What to work on >>
Your answer must be an exact copy of the entries below, with every picture removed.

Records for this task >>
"""

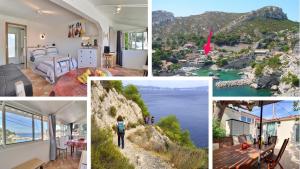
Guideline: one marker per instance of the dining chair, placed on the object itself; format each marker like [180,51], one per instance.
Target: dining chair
[272,139]
[242,139]
[61,146]
[249,139]
[235,140]
[273,160]
[225,142]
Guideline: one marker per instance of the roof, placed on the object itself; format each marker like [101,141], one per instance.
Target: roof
[291,117]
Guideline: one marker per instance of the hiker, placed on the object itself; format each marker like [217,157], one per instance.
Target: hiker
[152,120]
[120,131]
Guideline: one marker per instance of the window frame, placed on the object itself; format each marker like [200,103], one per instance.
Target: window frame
[132,36]
[30,114]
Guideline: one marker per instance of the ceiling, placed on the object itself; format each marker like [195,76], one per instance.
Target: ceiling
[42,11]
[133,12]
[66,111]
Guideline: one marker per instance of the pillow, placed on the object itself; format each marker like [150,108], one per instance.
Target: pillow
[36,53]
[235,140]
[249,139]
[51,51]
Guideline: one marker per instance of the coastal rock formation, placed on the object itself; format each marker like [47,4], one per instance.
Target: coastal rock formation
[267,81]
[241,62]
[162,17]
[233,83]
[107,106]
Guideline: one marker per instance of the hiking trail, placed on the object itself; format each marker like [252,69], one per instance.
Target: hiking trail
[139,157]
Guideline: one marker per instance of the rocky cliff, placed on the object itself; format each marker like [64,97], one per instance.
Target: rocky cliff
[108,105]
[215,20]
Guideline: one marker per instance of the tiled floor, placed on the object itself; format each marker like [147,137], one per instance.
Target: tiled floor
[71,162]
[43,88]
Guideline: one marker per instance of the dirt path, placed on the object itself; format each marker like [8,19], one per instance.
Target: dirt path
[138,156]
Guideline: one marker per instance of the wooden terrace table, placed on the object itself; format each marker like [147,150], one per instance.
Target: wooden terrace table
[235,157]
[76,144]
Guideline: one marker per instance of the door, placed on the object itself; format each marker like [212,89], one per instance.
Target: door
[12,49]
[16,51]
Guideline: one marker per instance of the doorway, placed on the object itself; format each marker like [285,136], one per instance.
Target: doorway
[16,42]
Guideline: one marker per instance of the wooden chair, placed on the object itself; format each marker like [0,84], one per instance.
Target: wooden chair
[272,140]
[61,146]
[225,142]
[273,160]
[242,139]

"""

Expected output >>
Guideline: one marker per instance of the dining chair, placed on the object itself; format each marker like [180,51], one per instance.
Target: dining chair
[272,139]
[242,139]
[61,146]
[249,139]
[235,140]
[273,160]
[225,142]
Guideline: one marker per instance of the roof, placed on the object itself; format each marker like [101,141], one per instance.
Target: roof
[291,117]
Guideline: one marker per instance of the hiker, placed on the object itself; format each marker like [217,157], one per instance.
Target: hiker
[152,120]
[120,131]
Guideline: one marker per instance of the window frame, placed on the object itself; format each marker like [200,103], one per instance.
Target: window frame
[132,36]
[30,114]
Guideline: one marker per instance of the ceiling, placed on the object itself; format each marker like [195,76], one per instance.
Target: ceiling
[42,11]
[133,12]
[66,111]
Guideline: one marker per instance of the pillow, placed on the object itself; format each marker like [150,108], one per instance.
Target: pillow
[36,53]
[235,140]
[249,139]
[51,51]
Guideline: one marker per instance of the coastal rock formation, placed on the object itself; format each marker like [47,4], one per instance.
Target: coastal rock formation
[267,81]
[241,62]
[162,17]
[233,83]
[107,106]
Guideline: one marker per instance of the hiking trail, placed on the object itself; format each marker like [252,69], one per instance.
Target: hiking trail
[139,157]
Guideline: one marker per instance of the rocky cliff, placed on the object itself; format each marker like [64,97], one per instance.
Target: rocky cliff
[108,105]
[215,20]
Guideline: one marker per instance of the tiled floor, placed on the object itself; format each marker like [147,137], one per instance.
Target: tiled floor
[71,162]
[43,88]
Guideline: one marker per instance of the dirt path, placed on the object itself; format each marker like [8,19], one per instance.
Target: dirt path
[138,156]
Guideline: one marker per instance of the wooden terrace table, placed on the object itself; format each marker like [147,150], one per instance.
Target: wooden terrace table
[235,157]
[76,144]
Guideline: one marker per instance of the door, placed on the object itself; format each marker like [212,89], one per instance.
Target: door
[12,49]
[16,51]
Guideline: one marker per instance of the doorway, placed on the object itself; format each marker like [285,136], one per instance.
Target: doorway
[16,42]
Guideline: one marker per instance of the wooden chair, placed on the object itself; format each marker like [0,84], one per instance.
Target: wooden chair
[272,140]
[61,146]
[225,142]
[273,160]
[242,139]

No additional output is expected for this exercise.